=== Section Start ===
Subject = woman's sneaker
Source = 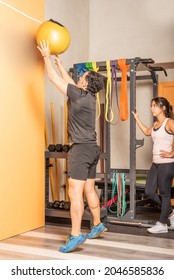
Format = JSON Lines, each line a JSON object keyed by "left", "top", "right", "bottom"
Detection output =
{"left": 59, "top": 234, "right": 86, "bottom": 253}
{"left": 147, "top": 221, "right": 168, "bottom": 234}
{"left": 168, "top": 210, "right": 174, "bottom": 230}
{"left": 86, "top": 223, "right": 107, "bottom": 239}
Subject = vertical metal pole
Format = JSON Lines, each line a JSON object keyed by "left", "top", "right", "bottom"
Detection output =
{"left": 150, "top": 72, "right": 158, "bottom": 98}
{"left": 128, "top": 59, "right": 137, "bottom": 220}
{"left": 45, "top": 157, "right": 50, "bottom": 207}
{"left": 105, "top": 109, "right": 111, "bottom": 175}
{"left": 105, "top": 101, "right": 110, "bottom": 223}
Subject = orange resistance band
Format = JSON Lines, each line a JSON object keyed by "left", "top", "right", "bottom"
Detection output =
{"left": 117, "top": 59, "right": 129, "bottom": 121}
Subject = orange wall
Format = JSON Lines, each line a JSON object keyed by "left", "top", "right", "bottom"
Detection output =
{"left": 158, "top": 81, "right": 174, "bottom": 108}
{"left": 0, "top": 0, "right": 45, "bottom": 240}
=== Section End ===
=== Section Start ===
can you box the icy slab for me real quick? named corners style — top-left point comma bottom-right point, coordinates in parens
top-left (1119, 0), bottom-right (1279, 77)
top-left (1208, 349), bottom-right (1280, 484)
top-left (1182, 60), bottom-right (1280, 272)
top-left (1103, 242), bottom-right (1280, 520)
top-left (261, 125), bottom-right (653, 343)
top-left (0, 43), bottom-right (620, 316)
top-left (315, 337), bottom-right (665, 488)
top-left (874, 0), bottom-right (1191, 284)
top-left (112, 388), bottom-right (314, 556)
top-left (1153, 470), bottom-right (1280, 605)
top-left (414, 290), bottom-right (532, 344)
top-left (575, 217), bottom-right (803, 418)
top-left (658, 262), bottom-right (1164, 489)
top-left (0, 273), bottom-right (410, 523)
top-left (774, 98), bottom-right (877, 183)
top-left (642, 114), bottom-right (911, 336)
=== Section End ===
=== Section Start ===
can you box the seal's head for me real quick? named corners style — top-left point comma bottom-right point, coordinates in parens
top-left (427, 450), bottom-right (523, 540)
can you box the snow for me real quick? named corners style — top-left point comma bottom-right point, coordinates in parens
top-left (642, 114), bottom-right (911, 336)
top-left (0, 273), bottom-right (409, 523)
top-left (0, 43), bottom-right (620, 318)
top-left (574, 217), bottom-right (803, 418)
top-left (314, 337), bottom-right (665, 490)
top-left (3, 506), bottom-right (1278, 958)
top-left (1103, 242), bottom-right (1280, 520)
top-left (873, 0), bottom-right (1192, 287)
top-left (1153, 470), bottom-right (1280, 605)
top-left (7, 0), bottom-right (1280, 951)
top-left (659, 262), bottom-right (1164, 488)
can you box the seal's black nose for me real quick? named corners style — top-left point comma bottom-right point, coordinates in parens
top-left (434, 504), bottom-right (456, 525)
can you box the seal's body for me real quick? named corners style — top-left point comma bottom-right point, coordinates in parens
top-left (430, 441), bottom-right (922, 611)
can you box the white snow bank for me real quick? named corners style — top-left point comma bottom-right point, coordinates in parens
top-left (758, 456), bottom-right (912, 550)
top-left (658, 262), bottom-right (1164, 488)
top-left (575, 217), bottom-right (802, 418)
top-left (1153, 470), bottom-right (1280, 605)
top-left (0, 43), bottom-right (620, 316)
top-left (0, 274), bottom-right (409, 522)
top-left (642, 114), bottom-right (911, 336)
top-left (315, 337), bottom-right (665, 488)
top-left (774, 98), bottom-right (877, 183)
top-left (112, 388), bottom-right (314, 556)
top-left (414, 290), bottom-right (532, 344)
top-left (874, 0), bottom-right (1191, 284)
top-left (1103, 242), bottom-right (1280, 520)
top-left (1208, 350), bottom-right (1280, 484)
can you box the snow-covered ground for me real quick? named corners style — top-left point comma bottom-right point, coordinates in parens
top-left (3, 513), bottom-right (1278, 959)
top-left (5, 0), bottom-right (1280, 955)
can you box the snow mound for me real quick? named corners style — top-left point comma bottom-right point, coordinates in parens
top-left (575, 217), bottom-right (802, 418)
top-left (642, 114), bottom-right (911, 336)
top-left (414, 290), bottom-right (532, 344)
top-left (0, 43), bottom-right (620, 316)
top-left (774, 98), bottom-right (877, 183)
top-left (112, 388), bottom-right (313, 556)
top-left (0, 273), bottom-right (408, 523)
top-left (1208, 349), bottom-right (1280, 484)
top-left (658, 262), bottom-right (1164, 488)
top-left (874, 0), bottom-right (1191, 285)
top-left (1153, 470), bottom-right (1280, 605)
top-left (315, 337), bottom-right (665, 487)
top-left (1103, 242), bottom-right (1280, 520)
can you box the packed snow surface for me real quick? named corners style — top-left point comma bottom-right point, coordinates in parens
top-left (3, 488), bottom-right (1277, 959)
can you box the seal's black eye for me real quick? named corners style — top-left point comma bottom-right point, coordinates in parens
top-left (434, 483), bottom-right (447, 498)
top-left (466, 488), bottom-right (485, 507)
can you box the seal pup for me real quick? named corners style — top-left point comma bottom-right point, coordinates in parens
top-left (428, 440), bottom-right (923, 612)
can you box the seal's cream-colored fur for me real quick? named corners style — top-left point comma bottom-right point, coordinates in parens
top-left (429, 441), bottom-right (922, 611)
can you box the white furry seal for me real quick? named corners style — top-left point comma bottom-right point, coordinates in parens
=== Section End ===
Could the stretch from the line with "Subject = woman's sneaker" through the line with "Subject = vertical metal pole" in the listing above be restated word for word, minus the pictures?

Subject = woman's sneaker
Source = 
Format = JSON Lines, each line a JSON object keyed by "left", "top", "right", "bottom"
Detection output =
{"left": 59, "top": 234, "right": 86, "bottom": 253}
{"left": 147, "top": 221, "right": 168, "bottom": 234}
{"left": 168, "top": 210, "right": 174, "bottom": 230}
{"left": 86, "top": 223, "right": 107, "bottom": 239}
Subject = vertical metal pole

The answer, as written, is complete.